#### What to produce:
Reproduce all the entries exactly and keep the pictures out.

#### Task input:
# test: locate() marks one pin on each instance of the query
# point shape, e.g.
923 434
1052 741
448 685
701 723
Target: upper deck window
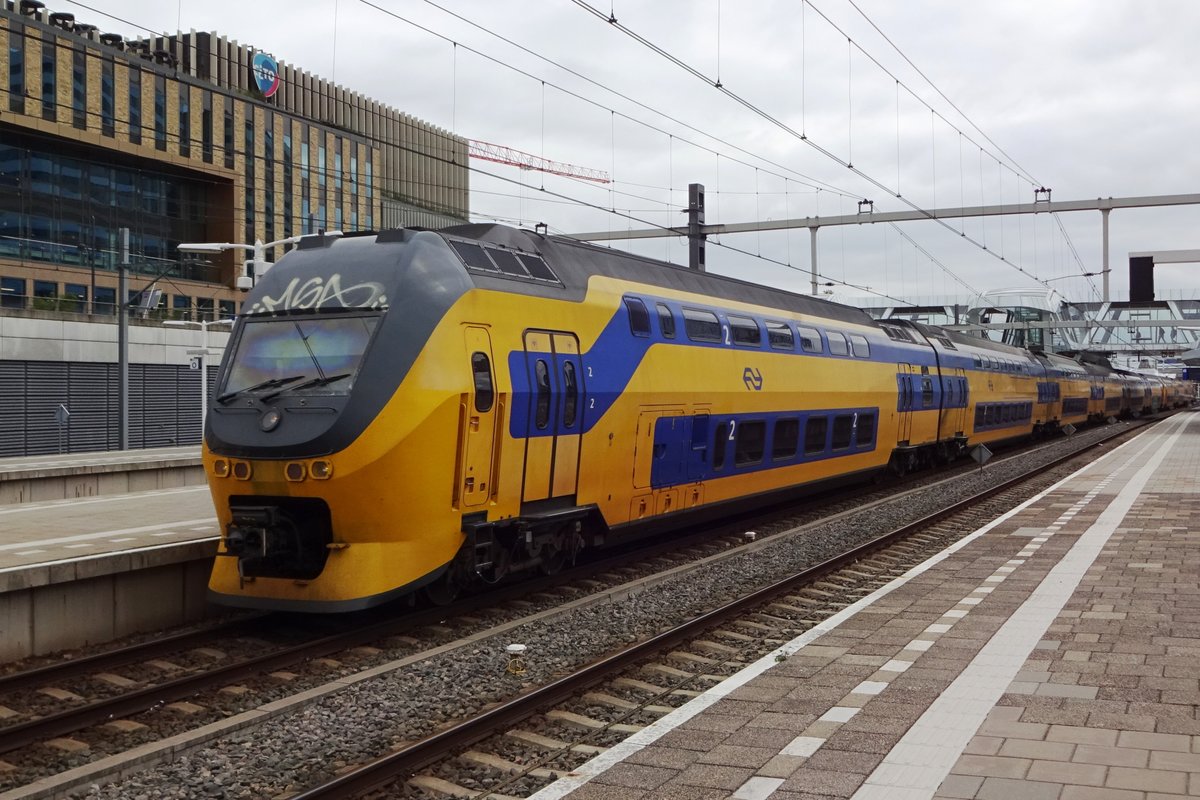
701 325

#### Answer to this exercise:
# test: locate() marks one pin on each instance of the query
# point shape, e.g.
923 434
1052 741
448 685
701 723
Target: upper deck window
701 325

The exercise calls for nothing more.